Dataset entries Start Marker

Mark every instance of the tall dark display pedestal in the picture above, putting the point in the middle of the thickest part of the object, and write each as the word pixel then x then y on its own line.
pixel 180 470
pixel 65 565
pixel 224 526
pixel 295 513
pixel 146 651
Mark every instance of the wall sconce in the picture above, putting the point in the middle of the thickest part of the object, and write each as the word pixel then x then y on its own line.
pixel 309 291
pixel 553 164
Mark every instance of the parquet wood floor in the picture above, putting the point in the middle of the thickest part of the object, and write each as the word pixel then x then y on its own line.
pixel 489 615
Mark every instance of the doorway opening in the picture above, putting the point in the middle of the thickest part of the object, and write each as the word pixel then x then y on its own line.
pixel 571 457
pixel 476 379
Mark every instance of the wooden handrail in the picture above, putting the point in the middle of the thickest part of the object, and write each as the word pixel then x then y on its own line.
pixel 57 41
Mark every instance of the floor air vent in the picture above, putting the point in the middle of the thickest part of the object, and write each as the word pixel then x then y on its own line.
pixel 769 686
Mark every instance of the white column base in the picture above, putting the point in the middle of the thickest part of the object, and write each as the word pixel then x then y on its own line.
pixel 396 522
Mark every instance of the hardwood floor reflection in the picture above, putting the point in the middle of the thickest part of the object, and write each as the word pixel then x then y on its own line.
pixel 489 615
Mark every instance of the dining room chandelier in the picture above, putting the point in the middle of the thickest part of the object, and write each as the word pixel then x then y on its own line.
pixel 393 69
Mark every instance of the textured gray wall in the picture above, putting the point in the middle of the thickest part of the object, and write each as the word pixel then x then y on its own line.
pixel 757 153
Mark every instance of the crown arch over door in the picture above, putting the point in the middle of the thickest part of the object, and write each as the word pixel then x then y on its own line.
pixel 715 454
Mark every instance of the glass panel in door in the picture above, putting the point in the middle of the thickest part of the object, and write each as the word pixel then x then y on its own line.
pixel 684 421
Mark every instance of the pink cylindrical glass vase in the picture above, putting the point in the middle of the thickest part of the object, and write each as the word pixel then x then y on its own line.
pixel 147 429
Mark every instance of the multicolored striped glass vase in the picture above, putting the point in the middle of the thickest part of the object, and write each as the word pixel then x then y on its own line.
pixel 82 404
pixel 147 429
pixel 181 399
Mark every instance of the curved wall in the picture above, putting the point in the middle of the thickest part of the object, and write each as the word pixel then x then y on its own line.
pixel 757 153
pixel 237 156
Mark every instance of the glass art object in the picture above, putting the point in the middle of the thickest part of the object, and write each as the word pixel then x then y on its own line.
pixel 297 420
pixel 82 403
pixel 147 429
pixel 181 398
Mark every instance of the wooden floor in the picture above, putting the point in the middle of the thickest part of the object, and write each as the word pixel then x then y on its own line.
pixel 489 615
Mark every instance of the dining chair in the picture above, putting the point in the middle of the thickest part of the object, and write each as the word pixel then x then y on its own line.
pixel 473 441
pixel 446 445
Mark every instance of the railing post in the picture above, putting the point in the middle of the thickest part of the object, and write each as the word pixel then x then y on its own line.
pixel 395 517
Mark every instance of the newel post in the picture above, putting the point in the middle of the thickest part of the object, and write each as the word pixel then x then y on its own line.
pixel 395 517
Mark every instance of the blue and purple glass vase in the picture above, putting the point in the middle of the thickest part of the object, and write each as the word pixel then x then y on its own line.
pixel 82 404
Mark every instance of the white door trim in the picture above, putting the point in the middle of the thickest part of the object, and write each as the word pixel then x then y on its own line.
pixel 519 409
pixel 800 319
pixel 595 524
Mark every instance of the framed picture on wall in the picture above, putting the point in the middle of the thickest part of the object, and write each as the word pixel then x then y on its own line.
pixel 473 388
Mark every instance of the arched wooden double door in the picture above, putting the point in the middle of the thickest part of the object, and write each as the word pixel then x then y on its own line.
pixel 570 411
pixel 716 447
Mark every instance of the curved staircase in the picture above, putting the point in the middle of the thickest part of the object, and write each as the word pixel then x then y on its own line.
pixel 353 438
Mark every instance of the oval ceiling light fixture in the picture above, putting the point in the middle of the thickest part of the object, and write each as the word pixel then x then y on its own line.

Dataset entries End Marker

• Your assignment
In full and without error, retype the entries above.

• Result of the exercise
Mark every instance of the tall dark display pedestal in the picture above, putting the point in the middle of the thickest part of the object, and write each as the word pixel then x then y on its own line.
pixel 180 470
pixel 65 565
pixel 224 526
pixel 295 513
pixel 146 651
Mark every instance of the wall sconce in the picture above, putting the point in the middle of the thickest part of the object, and write each as the word pixel then x then y on its own line.
pixel 309 291
pixel 553 164
Mark every instance of the parquet wood floor in the picture above, putting the point in the middle of the thickest part of the object, and write each as the word pixel then x then y on its own line.
pixel 489 615
Mark every instance of the doorway opening in the picture above, putting the point in the middle of the thickest part of the object, and write each as the word pixel then x then y on its own line.
pixel 571 457
pixel 476 379
Mark every instance of the wooden handrail in the picture above, putting the point in the middle of the thickest part of the object, and write each as the word pixel then x then y on its own line.
pixel 57 41
Mark every instance of the floor air vent in the picture above, putting the point in the middle of the thickest part of the object, and write each as the word pixel then x then y on its own line.
pixel 769 686
Mark every instance of the white column base in the picture above, putting the point in the middle of the thickest part of the object, and write each as the word pixel then x then y on its own line.
pixel 396 522
Mark every instance of the hardwood floor reflection in the picture above, putting the point in the middle of the thickest part of the object, and write each as the word pixel then x then y on its own line.
pixel 489 615
Mark every instance of the dining room chandelier in the picture above, putting the point in the middle of the thickest part of the object, and write each as the word pixel then x then y on its own line.
pixel 393 69
Mark every instance of the textured gray wall in the picture above, putting the point in the middle of the thickest part of the object, and write each as the word pixel then x then y on its own line.
pixel 757 153
Mark every instance of the crown arch over door in the picture above, putting the point in the middle of the thickest part of the object, and write each as the word pixel then x then y on its own line.
pixel 715 454
Mark every instance of the glass panel in door in the picture above, putting the point in the middle of the thickest part of the object, and write each as the word pixel then x then y on its own line.
pixel 684 421
Mark every instance of the pink cylindrical glass vase in the picture above, putting the point in the middle of the thickest part of the object, and write each as the word pixel then x then y on its own line.
pixel 147 429
Mark every instance of the multicolored striped glass vase in the picture above, putting the point in the middle of the thickest part of the object, and write each as the word pixel then x then y on its own line.
pixel 82 404
pixel 147 429
pixel 181 399
Mark every instance of the curved wall in the picture above, putting the point in the middle of the thickest part of the object, and write each as the word pixel then x then y on its own line.
pixel 757 153
pixel 237 156
Mark every instance of the glass art object in the picture above, putting the point in the middle of the thickest part of the object, and write each as the word pixel then x then y on its own line.
pixel 297 420
pixel 82 403
pixel 147 429
pixel 181 398
Mark every instance of the wooden floor in the picture above, putting the point in the middle of the thickest part of the object, and write each as the word pixel then x then y on its own line.
pixel 489 615
Mark every instance of the dining chair in the picture above, putting the point in the middle of the thickest part of the object, and write each as the word pixel then x then y on its own line.
pixel 473 441
pixel 446 445
Mark every instance of the railing post in the picture above, putting the point in the middle of the thickest part of the object, and write each as the word pixel then x then y on its own line.
pixel 395 517
Mark every instance of the newel post in the picture above, putting the point in the middle of the thickest part of the object, and write each as the word pixel then x then y on its own line.
pixel 395 517
Mark every instance of the blue and purple glass vase in the picture above, putting the point in the middle of the thickest part of the object, and write each as the word pixel then x then y on its own line.
pixel 82 404
Mark every instance of the white door trim in the picture above, putting the point in the middle of the thickest part of the object, and write each as the word pixel then x then y on its own line.
pixel 519 409
pixel 800 319
pixel 595 524
Mark every instance of the framed picture on wall in the picture above, putting the point in the middle of the thickest part of the object, and write each as the word pixel then x then y on its own line.
pixel 473 388
Mark every instance of the arched wooden double door in the picture above, putting the point in the middle of the thickest part of the object, and write each as the word pixel then x then y on its own line.
pixel 570 411
pixel 716 447
Mark every instance of the curved staircase in the picture above, putting the point in the middle of the thickest part of the object, and write each as the word pixel then x then y on its own line.
pixel 353 438
Mark every instance of the oval ceiling light fixture in the picture above, putting the point in the middle of the thickest part of the object, and write each as the word pixel then x then y on its own line.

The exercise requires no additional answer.